Take the entries that follow and return exactly the lines from the one holding "of the gutter" through the one holding "the white cloud.", both included. Nothing else is needed.
Given records section start
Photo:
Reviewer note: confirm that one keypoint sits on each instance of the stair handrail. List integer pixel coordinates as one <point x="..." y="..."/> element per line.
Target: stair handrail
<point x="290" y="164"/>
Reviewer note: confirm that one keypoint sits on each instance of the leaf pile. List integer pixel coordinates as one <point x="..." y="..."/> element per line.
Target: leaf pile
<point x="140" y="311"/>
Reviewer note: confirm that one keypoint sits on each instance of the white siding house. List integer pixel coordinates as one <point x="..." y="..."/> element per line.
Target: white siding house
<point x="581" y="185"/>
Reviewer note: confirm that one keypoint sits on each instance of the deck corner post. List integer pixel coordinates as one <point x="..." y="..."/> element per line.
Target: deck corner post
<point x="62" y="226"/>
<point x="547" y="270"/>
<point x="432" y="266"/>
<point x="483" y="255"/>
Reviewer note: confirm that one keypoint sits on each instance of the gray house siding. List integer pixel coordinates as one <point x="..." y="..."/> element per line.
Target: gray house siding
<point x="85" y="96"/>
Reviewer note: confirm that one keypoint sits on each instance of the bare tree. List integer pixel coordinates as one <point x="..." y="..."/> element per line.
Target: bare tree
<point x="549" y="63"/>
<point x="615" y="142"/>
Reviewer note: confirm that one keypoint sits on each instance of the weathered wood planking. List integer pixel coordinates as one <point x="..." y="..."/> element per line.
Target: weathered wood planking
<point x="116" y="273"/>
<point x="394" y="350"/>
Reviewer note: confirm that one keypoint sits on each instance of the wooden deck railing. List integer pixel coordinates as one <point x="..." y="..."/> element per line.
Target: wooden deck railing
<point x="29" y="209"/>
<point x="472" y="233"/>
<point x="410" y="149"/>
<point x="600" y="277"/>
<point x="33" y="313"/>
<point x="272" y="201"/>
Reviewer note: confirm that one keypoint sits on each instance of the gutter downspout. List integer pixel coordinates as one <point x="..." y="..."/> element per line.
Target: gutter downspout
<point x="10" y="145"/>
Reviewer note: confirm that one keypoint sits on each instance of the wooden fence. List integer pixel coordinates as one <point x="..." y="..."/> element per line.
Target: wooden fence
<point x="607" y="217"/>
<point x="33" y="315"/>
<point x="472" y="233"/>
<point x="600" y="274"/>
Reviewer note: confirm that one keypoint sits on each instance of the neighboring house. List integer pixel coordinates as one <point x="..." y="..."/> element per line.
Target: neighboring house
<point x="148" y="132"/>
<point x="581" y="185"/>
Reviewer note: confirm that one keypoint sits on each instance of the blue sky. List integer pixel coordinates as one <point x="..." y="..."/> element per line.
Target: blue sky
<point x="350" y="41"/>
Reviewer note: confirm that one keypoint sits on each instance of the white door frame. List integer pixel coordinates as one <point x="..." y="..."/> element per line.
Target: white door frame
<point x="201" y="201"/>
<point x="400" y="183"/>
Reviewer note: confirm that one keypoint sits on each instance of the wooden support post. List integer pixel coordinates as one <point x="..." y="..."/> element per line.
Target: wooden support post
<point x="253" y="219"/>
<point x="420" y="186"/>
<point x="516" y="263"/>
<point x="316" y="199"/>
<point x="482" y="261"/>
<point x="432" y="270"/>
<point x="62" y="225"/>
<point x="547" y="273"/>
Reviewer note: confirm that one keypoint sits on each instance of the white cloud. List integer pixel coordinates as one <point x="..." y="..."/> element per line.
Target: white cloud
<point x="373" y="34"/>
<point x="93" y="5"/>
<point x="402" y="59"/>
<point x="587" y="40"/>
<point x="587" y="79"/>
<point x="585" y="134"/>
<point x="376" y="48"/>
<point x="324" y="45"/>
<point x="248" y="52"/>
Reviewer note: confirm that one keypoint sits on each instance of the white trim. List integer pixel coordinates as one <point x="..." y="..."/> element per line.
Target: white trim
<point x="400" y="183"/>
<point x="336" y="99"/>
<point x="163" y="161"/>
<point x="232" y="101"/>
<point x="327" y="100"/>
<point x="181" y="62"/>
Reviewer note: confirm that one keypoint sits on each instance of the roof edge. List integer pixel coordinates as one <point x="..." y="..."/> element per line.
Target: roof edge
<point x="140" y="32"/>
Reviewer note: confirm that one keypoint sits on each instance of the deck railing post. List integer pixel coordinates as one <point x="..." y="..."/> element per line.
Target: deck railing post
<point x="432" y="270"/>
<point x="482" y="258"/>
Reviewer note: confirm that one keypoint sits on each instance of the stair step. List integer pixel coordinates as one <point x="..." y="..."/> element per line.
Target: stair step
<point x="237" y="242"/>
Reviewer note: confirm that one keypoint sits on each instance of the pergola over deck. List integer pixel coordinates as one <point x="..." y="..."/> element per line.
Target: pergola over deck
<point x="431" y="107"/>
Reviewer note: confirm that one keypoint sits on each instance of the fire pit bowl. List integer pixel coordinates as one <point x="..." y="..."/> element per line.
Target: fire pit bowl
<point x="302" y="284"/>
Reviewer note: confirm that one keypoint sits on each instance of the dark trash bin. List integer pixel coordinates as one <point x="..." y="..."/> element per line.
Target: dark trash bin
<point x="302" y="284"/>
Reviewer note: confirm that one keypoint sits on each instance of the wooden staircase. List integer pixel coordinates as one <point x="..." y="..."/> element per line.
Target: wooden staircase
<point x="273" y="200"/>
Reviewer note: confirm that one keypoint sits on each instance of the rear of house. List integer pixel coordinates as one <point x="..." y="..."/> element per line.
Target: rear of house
Given records section end
**Written answer**
Reviewer note: confirm that one keypoint sits on each instance of the gutter downspout. List integer pixel coordinates as one <point x="..." y="..."/> element per line.
Target: gutter downspout
<point x="10" y="145"/>
Reviewer note: confirm that one keypoint sits on each instance of the wooden fence. List integer pixel coordinates as one <point x="..." y="..."/> element per line.
Target: wooden fence
<point x="607" y="217"/>
<point x="33" y="315"/>
<point x="472" y="233"/>
<point x="600" y="274"/>
Reviewer note: confirm that one keypoint sits on each instance of the neighboring house. List integer pixel coordinates as one <point x="..." y="..."/> element per line.
Target: neighboring house
<point x="148" y="132"/>
<point x="581" y="185"/>
Reviewer note: confirm that one keypoint sits on each instance of the blue sky. List integer pixel coordinates as one <point x="..." y="..."/> element per line.
Target: blue sky
<point x="350" y="41"/>
Reviewer note: confirm that one keypoint sits on each instance of the white door frame. List integer pixel coordinates as one <point x="..." y="..."/> element per line.
Target: white door frame
<point x="201" y="201"/>
<point x="400" y="183"/>
Reviewer note: confirm that one keypoint sits on each instance of the wooden support post. List integer pixel coordinates as one <point x="..." y="..."/> element per line.
Target: wooden support post
<point x="253" y="219"/>
<point x="420" y="186"/>
<point x="516" y="263"/>
<point x="316" y="199"/>
<point x="482" y="261"/>
<point x="432" y="270"/>
<point x="62" y="225"/>
<point x="547" y="273"/>
Reviewer note: confirm that one keypoint sits on each instance of the white cloud. List integer pixel coordinates as one <point x="..." y="..."/> element per line.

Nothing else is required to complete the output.